■ **Available data**
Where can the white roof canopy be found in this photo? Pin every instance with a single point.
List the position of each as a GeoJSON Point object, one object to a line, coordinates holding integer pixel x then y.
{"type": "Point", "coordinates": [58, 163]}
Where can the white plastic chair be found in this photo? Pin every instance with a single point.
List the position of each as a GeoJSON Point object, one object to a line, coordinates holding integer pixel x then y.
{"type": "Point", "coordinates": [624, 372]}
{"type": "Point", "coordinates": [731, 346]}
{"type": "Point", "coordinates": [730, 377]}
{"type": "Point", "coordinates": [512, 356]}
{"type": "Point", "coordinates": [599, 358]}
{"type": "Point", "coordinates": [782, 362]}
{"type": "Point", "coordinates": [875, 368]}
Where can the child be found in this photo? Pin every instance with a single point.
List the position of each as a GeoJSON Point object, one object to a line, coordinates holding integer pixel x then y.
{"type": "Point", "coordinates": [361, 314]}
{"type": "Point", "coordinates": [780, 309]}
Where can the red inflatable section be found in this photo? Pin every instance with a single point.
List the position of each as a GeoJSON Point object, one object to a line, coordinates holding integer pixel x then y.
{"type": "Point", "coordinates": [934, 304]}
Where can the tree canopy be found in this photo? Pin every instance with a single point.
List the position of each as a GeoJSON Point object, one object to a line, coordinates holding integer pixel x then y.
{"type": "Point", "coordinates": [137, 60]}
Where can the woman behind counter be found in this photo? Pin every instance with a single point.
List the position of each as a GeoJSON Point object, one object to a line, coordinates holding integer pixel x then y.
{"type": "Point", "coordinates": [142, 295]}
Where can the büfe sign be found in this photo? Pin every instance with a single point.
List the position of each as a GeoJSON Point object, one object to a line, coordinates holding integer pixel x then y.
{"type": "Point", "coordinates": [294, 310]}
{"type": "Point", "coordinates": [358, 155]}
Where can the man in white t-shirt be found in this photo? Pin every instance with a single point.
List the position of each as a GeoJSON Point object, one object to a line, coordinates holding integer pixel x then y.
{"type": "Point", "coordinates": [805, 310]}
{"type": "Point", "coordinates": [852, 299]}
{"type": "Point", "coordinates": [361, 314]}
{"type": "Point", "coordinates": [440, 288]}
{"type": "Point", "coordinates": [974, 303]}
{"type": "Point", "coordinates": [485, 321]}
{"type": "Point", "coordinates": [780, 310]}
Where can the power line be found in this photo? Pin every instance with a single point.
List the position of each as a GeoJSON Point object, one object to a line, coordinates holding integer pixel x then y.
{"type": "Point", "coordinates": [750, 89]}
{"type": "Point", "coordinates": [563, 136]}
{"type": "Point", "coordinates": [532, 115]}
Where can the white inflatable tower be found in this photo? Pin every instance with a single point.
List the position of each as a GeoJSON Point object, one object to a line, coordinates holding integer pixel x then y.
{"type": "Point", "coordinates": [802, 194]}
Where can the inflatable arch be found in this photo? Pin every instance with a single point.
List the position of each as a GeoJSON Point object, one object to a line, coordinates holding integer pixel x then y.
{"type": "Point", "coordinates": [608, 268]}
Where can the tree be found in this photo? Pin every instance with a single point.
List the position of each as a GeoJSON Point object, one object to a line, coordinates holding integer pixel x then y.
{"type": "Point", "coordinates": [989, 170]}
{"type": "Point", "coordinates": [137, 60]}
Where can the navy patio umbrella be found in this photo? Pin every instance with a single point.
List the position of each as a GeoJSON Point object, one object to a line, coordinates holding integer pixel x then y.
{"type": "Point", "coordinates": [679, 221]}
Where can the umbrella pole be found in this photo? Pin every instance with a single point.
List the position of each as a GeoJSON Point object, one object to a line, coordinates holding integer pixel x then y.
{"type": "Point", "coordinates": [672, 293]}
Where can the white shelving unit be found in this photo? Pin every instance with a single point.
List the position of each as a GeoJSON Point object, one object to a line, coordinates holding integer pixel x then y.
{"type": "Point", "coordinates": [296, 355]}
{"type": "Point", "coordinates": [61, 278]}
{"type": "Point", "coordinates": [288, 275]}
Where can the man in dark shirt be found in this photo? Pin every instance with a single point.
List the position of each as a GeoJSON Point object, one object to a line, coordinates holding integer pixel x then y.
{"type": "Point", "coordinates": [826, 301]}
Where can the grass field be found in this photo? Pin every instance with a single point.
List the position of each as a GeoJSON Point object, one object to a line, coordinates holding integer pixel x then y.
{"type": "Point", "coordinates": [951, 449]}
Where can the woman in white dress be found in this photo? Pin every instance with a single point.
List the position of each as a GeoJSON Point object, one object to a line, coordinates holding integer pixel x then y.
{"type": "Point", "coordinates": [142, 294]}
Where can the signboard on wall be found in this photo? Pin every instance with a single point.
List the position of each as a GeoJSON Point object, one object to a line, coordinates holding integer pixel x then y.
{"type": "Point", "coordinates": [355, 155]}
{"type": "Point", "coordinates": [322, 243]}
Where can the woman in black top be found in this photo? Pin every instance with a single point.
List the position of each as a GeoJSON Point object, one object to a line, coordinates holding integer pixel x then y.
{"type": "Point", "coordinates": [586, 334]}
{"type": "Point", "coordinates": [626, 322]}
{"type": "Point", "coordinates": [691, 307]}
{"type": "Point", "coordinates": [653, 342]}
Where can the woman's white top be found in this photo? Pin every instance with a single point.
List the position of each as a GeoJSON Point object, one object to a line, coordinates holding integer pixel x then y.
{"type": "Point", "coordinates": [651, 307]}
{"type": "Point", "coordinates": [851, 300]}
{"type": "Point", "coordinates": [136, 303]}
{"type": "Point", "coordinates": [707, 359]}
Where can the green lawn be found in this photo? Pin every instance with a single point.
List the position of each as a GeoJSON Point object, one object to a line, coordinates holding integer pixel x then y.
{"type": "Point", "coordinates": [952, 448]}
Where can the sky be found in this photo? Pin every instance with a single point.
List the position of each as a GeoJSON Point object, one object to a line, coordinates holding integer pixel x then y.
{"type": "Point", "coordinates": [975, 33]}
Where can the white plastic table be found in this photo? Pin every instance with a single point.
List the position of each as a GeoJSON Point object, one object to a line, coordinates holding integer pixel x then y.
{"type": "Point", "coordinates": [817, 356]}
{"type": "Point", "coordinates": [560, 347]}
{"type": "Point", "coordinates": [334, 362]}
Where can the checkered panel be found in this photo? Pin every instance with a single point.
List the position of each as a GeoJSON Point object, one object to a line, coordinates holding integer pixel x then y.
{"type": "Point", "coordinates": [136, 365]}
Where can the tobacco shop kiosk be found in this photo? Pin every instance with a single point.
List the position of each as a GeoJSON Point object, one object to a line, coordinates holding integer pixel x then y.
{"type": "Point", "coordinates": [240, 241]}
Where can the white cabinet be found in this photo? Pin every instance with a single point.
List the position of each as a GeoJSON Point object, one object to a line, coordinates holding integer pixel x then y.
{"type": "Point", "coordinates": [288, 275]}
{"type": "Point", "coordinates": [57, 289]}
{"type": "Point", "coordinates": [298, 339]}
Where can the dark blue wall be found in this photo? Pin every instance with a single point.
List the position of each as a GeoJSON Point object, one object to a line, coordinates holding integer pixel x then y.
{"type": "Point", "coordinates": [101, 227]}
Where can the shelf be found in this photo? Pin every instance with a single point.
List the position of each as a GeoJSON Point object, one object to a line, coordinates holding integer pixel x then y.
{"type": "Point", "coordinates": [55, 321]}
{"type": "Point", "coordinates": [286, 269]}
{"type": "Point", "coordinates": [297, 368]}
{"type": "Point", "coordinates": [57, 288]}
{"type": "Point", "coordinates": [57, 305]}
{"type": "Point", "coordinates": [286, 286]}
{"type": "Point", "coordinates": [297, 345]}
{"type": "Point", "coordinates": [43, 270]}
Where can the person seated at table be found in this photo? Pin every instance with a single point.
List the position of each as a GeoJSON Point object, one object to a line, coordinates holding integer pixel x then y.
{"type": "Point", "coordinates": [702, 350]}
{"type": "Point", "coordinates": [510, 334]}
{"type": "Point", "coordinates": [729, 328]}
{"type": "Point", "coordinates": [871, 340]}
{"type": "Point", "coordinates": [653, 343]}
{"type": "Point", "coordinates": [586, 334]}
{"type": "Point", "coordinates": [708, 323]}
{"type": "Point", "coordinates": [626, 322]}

■ **Goal**
Give the lines from the one containing "Where can the person" through the end of the entries again, exactly as written and with no other lines.

■ **Written solution**
Where can the person seated at table be found in this photo? Pin every instance with a single point.
List the position of each as a GeoJSON Point object, one object to a line, coordinates holding integer pixel x then y.
{"type": "Point", "coordinates": [702, 350]}
{"type": "Point", "coordinates": [510, 334]}
{"type": "Point", "coordinates": [729, 328]}
{"type": "Point", "coordinates": [871, 340]}
{"type": "Point", "coordinates": [653, 343]}
{"type": "Point", "coordinates": [586, 334]}
{"type": "Point", "coordinates": [708, 323]}
{"type": "Point", "coordinates": [626, 322]}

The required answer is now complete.